_What you have to do_:
Turn every line of the items below into one numbered list, leaving out any blank lines.

_Data listing_:

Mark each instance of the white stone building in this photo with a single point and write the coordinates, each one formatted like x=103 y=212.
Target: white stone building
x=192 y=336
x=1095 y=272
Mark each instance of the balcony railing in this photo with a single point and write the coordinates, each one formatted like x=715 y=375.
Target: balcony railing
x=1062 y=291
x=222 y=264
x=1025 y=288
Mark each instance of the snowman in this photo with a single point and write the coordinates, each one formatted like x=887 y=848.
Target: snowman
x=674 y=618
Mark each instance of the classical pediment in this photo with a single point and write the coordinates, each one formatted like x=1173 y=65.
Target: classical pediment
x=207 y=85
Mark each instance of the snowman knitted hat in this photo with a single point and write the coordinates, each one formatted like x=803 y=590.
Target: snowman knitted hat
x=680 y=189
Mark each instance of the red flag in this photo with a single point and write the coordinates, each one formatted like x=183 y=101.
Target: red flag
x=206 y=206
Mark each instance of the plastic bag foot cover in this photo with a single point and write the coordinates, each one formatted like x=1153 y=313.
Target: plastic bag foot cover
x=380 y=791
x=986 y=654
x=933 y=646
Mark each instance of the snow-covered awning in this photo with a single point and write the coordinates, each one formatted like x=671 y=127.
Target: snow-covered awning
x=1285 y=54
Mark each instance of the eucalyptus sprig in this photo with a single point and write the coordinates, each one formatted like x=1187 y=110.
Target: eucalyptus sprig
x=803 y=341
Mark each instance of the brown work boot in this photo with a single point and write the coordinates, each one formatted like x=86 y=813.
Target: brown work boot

_The solution_:
1. Mark each instance of the white stone building in this photo with a single point and write the coordinates, each one formatted like x=103 y=212.
2. Target: white stone building
3. x=192 y=336
4. x=1095 y=272
5. Mark each instance of the balcony railing in this photo with a single point and write the coordinates, each one formatted like x=715 y=375.
6. Target: balcony railing
7. x=1062 y=291
8. x=222 y=264
9. x=1025 y=288
10. Mark each instance of the snowman in this photo with a single point and write the coordinates, each one formatted like x=887 y=848.
11. Target: snowman
12. x=674 y=618
13. Mark each instance of the classical pediment in this photo with a single point and write the coordinates, each one formatted like x=1173 y=65.
14. Target: classical pediment
15. x=207 y=85
16. Mark each instance of the snowman knitted hat in this photo with a single point and write the coordinates, each one formatted like x=803 y=590.
17. Target: snowman knitted hat
18. x=680 y=189
19. Mark each instance of the red flag in this photo with a single point and write the coordinates, each one formatted like x=183 y=101.
20. Target: red flag
21. x=206 y=206
22. Mark each instance of the plastic bag foot cover in this photo with a single point and write the coordinates, each one formatted like x=1153 y=313.
23. Target: plastic bag foot cover
24. x=380 y=791
25. x=986 y=654
26. x=933 y=646
27. Mark each instance of the snow-covered awning in this photo with a single point and write the coordinates, each one formatted like x=671 y=127.
28. Target: snow-covered awning
29. x=1285 y=54
30. Mark each instance of the eucalyptus sprig in this photo with a single point and write the coordinates, each one formatted like x=1187 y=110.
31. Target: eucalyptus sprig
32. x=803 y=341
33. Mark each instance of the brown work boot in this photo with a single point and write the coordinates, each one formatted like x=86 y=813.
34. Target: brown work boot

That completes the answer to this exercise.